▼

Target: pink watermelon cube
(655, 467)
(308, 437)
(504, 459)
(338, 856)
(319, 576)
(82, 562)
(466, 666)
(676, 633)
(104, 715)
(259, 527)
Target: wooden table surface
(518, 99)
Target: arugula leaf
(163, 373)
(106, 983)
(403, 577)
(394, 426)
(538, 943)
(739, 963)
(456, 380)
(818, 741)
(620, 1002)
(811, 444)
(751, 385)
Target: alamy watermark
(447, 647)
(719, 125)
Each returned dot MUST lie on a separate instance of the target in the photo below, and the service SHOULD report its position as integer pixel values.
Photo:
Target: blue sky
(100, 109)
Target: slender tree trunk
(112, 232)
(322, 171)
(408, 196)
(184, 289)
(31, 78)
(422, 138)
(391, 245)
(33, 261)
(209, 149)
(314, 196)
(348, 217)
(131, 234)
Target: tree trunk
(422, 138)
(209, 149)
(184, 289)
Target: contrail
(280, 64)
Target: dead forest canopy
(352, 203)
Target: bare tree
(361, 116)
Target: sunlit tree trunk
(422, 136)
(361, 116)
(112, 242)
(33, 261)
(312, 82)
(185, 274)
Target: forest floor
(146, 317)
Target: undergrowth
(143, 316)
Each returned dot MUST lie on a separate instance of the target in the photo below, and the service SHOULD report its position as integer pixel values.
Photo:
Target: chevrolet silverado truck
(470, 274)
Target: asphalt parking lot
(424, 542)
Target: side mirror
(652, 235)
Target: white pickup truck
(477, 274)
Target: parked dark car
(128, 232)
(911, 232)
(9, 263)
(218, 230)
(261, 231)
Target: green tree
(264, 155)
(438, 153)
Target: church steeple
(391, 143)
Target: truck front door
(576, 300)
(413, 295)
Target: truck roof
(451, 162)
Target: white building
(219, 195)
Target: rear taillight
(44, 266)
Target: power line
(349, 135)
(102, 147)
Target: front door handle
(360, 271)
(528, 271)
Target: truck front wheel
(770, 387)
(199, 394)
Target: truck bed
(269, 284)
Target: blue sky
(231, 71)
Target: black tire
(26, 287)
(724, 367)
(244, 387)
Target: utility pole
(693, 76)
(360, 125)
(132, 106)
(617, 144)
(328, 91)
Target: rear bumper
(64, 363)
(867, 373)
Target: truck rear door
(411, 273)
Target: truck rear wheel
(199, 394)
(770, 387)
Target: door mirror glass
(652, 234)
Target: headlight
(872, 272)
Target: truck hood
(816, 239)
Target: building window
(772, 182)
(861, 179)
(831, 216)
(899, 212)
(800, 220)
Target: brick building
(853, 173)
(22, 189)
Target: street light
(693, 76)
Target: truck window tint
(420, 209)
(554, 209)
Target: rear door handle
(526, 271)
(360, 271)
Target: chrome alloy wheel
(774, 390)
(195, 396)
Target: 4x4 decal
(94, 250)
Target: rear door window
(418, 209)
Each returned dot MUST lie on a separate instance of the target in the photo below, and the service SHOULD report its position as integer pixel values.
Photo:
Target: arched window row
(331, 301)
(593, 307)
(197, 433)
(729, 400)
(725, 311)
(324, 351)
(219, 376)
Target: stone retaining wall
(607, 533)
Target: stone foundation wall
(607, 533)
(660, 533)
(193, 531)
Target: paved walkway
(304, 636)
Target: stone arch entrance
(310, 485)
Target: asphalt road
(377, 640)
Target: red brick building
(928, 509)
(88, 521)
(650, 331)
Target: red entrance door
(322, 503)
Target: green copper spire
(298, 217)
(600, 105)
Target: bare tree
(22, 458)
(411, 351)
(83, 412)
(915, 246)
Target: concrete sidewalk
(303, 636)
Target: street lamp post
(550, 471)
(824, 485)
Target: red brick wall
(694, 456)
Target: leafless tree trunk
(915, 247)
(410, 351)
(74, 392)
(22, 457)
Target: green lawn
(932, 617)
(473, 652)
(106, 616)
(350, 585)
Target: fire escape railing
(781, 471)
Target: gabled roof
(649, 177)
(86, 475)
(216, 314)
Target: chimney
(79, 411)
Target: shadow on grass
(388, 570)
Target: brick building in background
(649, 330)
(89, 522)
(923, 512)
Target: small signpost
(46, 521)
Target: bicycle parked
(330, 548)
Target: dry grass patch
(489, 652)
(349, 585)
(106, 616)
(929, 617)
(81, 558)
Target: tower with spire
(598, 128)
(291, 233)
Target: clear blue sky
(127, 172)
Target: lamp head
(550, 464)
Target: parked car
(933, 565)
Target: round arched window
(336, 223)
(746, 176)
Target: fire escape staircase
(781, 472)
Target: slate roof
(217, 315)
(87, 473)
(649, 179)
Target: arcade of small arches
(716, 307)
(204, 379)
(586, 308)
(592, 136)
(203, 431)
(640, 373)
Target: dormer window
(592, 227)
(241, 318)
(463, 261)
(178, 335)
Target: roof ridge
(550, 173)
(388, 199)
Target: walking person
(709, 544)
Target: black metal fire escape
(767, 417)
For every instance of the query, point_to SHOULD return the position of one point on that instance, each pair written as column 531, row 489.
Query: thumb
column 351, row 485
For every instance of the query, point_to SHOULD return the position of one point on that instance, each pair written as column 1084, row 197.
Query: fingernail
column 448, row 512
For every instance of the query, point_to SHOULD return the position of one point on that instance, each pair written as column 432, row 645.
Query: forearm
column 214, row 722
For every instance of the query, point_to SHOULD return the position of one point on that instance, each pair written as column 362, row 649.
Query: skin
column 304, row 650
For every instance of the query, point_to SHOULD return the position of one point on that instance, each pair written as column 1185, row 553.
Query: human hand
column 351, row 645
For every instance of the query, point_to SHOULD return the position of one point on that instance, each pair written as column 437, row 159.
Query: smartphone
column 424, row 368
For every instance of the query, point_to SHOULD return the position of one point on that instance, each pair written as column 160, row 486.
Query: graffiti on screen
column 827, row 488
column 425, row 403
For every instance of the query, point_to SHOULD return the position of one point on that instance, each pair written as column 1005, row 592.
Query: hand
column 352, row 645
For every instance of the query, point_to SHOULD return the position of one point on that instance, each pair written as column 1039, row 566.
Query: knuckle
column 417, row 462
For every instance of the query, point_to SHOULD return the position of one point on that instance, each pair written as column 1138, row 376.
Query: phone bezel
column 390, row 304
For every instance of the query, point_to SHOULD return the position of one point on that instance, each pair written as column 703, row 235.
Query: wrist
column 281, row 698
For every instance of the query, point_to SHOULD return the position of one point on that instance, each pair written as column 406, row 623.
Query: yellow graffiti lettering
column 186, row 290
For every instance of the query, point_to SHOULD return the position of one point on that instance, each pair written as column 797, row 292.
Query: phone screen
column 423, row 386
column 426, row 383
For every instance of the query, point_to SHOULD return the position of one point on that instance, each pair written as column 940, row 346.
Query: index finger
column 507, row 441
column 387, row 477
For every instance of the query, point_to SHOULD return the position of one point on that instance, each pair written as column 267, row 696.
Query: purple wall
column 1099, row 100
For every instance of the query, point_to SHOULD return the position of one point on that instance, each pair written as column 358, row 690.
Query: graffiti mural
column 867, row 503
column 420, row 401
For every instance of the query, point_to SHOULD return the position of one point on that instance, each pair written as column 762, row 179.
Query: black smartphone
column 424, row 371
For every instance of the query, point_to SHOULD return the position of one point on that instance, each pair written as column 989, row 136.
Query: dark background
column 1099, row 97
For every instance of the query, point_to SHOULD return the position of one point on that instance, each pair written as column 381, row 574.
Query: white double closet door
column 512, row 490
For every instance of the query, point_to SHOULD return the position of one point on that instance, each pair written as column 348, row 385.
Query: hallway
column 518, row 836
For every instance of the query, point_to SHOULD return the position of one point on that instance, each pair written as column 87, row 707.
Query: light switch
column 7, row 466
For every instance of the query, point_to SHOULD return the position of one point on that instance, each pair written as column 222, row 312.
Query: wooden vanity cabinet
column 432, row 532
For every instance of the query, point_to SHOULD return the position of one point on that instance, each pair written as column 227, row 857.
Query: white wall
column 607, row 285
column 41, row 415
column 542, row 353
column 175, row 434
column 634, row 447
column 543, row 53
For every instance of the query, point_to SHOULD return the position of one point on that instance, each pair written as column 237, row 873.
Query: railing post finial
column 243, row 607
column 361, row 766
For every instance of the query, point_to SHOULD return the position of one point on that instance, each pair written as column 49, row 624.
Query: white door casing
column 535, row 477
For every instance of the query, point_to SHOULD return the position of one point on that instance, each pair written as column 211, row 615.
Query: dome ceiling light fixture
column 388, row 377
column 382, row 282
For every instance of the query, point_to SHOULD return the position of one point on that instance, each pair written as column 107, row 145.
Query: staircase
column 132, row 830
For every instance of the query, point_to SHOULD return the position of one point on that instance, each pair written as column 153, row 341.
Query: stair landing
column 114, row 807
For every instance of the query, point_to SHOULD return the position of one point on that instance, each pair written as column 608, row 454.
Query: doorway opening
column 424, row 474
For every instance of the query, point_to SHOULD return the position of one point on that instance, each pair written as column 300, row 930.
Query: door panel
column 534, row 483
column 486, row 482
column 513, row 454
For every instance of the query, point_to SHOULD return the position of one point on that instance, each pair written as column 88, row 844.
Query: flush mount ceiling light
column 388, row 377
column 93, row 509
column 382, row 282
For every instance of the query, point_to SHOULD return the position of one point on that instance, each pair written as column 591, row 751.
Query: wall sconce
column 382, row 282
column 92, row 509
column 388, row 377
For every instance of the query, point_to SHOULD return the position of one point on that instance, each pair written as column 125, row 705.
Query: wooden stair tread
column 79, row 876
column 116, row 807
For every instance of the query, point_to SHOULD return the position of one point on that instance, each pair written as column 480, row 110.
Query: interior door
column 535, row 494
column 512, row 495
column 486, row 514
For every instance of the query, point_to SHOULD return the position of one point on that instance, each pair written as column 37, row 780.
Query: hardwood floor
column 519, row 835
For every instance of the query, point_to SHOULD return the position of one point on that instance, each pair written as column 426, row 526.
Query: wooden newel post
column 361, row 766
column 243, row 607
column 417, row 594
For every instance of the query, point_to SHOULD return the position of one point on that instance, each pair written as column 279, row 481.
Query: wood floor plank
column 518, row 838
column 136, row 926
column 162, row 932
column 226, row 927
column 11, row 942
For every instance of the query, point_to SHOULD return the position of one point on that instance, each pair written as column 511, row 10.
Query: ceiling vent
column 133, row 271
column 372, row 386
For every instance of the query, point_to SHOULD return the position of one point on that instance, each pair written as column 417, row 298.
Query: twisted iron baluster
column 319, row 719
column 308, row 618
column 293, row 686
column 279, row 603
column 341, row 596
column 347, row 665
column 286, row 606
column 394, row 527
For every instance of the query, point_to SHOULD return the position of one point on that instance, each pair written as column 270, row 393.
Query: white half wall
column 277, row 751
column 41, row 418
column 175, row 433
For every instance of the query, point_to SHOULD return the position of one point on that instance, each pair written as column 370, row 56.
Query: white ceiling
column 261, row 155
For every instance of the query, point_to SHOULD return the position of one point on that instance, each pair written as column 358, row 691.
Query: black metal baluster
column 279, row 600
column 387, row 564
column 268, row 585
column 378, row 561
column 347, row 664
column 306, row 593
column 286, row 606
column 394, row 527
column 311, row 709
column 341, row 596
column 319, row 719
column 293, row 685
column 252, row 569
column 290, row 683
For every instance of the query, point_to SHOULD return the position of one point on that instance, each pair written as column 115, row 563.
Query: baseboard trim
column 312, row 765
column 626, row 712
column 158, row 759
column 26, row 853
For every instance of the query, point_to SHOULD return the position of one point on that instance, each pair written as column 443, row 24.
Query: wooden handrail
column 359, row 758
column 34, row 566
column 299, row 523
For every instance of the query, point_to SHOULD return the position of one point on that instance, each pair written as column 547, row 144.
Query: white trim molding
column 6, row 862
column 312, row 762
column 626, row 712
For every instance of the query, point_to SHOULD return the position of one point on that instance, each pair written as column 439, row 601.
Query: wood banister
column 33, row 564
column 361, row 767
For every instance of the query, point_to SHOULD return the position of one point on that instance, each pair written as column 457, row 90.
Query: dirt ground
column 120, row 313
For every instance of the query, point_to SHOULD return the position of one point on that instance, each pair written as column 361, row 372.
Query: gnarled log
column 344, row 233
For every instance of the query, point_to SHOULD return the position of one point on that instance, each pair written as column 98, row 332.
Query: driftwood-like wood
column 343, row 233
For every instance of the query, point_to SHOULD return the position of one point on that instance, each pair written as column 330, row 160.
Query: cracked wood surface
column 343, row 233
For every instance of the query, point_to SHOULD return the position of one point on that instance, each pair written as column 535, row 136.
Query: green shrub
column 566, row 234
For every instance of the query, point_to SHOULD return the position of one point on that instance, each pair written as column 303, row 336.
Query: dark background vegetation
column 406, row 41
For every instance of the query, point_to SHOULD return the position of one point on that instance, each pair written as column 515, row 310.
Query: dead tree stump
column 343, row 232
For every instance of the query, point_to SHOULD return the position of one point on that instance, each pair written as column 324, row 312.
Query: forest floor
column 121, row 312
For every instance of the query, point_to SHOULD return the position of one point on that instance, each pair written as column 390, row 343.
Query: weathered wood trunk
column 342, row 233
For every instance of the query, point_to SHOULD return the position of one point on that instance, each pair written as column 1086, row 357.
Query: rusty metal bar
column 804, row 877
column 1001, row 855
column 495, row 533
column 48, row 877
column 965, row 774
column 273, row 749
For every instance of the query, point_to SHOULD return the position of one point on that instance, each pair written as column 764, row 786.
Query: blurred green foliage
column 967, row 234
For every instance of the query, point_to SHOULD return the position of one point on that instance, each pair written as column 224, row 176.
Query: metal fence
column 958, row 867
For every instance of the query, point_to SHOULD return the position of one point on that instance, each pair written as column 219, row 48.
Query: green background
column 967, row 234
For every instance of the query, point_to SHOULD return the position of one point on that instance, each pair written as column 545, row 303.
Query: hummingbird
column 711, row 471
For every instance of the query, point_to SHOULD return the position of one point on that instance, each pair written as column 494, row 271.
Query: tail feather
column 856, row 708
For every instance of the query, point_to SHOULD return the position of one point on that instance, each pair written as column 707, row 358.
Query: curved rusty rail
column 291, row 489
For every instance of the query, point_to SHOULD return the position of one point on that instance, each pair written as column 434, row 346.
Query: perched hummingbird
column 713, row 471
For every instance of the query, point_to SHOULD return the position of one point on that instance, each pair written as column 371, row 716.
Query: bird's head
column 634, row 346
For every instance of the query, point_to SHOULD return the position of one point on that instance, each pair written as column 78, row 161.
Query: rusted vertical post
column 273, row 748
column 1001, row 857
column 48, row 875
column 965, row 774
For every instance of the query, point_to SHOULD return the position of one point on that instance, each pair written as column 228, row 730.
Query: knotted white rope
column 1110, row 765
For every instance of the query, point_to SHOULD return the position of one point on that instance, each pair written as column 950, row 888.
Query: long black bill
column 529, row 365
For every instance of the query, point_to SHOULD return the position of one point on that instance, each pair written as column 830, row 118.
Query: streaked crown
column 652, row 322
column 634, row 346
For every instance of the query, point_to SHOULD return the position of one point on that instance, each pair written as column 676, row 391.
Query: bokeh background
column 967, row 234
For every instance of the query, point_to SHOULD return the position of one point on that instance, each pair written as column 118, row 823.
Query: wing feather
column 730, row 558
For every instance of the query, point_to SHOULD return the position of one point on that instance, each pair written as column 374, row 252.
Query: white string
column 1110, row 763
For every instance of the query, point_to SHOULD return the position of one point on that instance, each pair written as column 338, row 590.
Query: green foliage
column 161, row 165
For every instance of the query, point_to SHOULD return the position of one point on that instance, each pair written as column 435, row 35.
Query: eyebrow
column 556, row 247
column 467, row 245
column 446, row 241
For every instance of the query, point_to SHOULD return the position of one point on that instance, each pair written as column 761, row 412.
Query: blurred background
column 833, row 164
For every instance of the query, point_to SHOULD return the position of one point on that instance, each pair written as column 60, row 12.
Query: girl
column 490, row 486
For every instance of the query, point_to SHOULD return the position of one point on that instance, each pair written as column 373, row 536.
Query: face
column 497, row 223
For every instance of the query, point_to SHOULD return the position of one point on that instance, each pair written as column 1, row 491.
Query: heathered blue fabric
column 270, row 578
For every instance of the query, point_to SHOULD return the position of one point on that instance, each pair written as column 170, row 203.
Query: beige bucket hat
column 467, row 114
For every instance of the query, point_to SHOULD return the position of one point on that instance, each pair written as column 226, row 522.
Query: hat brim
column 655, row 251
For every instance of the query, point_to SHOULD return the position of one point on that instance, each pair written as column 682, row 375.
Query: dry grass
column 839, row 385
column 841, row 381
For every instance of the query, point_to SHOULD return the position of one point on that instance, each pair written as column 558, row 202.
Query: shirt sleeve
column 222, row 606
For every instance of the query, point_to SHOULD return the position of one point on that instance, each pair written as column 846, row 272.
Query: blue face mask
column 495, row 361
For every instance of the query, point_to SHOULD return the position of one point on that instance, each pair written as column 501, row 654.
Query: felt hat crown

▲

◆ Stated problem ◆
Rewrite the part of the listing between the lines holding "434, row 346." and "column 161, row 165", inclusive, putting "songbird" in place of "hummingbird" and leaving everything else unchanged.

◆ Result of the task ◆
For every instance of the query, point_to SHOULD return the position of one point on that instance, each pair written as column 434, row 346.
Query: perched songbird
column 713, row 471
For every instance of the query, point_to SHOULD return the position of one point on that instance, each pair written as column 371, row 716.
Query: bird's head
column 634, row 346
For every instance of the query, point_to SHOULD return the position of one point on that instance, each pair written as column 78, row 161.
Query: rusted vertical post
column 273, row 748
column 1001, row 857
column 48, row 875
column 965, row 774
For every instance of the query, point_to SHOULD return the position of one point on that instance, each pair written as column 228, row 730.
Query: knotted white rope
column 1110, row 765
For every instance of the query, point_to SHOULD return the position of one point on that instance, each pair written as column 950, row 888.
Query: long black bill
column 529, row 365
For every instance of the query, point_to SHOULD return the position of one point on that instance, each pair written as column 830, row 118.
Query: streaked crown
column 652, row 322
column 634, row 346
For every instance of the query, point_to SHOULD return the position of one point on that instance, each pair written as column 676, row 391.
Query: bokeh background
column 967, row 234
For every instance of the query, point_to SHOULD return the position of one point on that instance, each pair written as column 118, row 823.
Query: wing feather
column 730, row 558
For every instance of the query, point_to SHOULD return the position of one point on that instance, each pair written as column 374, row 252.
Query: white string
column 1110, row 763
For every instance of the query, point_to SHOULD return the position of one point on that instance, each pair written as column 338, row 590.
Query: green foliage
column 161, row 165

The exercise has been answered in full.